Problems and tasks
[1] Answer these questions using the passage on active and passive investing.
(a) What does the writer state is the sole purpose?
(b) Which kind of investing does the passage call much more expensive for the investment management company offering it?
(c) What do commentators predict buyers of service will be more inclined to ask for?
[2] Rewrite the passage on active and passive investing between "I don’t profess" and "dealing with you.", inclusive, renaming "legislation" as "regulation" wherever it occurs.

Document segment
════════

I don’t profess to be up to date on legislation (at any stage of this tour); my sole purpose is to educate you so that you know how to think about these issues. And the way to think about the issue of payment to professional firms is simply to be aware of how they are paid in dealing with you.

***

What has all of this to do with active and passive investing? The connection is that active investing is much more expensive than passive investing, for the investment management company offering it in a mutual fund or unit trust or ETF. It is also typically more profitable, so the company pays higher commissions for active than for passive. The higher cost of active management may be in addition to the remuneration of your professional’s firm. By the time your professional firm’s own fees are added, the total charge to you may be noticeably high. With legislation requiring a fiduciary standard of conduct and explicit fees, commentators predict that buyers of service (that is, people like you) will be more inclined to ask for passive management in order to reduce aggregate visible fees, or that professionals will be more inclined to place you in passive investment products for the same reason.

════════

Recorded data
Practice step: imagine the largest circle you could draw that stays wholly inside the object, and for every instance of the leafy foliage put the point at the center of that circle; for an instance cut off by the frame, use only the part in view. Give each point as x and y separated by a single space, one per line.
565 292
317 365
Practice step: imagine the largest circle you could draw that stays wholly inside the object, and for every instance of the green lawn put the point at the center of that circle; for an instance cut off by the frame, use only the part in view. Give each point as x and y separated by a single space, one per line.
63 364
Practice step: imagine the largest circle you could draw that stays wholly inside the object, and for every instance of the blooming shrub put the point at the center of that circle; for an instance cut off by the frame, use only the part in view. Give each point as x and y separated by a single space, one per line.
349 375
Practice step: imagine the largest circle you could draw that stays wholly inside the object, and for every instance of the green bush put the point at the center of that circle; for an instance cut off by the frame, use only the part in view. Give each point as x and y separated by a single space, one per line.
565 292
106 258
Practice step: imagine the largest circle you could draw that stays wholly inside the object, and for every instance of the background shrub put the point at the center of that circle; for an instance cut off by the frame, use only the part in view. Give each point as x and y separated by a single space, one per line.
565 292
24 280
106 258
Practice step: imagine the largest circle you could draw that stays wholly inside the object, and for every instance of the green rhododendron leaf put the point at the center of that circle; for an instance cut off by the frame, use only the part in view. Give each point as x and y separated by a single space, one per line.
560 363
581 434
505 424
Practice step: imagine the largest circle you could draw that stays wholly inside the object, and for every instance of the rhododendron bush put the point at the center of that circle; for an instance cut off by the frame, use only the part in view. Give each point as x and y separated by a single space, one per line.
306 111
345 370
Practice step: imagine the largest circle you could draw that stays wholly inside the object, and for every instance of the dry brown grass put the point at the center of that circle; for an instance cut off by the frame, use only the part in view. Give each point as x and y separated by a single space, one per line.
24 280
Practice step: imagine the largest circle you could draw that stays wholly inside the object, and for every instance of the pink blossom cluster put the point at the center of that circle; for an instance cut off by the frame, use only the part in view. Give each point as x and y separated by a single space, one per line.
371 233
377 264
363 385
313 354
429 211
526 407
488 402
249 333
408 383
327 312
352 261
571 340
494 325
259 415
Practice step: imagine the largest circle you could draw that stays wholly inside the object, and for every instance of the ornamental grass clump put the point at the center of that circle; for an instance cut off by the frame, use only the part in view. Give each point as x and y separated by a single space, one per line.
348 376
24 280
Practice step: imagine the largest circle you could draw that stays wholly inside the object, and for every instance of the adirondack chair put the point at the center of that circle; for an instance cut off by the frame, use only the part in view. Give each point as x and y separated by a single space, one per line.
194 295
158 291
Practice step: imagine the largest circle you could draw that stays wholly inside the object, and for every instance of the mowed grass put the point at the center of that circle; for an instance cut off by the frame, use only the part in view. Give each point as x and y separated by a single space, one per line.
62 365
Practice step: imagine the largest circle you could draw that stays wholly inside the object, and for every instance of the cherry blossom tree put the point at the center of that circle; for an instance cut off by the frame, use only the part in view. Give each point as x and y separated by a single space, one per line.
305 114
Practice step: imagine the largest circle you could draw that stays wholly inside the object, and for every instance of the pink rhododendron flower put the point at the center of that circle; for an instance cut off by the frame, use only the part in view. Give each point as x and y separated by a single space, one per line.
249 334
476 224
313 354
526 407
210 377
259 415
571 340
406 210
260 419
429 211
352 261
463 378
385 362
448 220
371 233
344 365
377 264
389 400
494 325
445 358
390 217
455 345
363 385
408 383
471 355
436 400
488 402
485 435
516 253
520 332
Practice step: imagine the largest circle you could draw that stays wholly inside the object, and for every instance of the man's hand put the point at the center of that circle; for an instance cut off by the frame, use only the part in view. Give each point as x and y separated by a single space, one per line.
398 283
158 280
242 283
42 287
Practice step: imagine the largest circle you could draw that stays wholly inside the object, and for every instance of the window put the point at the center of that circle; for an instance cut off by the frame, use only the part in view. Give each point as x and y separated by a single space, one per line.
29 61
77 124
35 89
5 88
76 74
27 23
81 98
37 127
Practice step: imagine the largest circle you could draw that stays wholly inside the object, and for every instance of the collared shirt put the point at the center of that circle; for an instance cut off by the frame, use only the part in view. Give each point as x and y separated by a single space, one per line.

════════

Solutions for each task
[1]
(a) To educate you so that you know how to think about these issues.
(b) Active investing.
(c) Passive management, in order to reduce aggregate visible fees.

[2]
I don’t profess to be up to date on regulation (at any stage of this tour); my sole purpose is to educate you so that you know how to think about these issues. And the way to think about the issue of payment to professional firms is simply to be aware of how they are paid in dealing with you.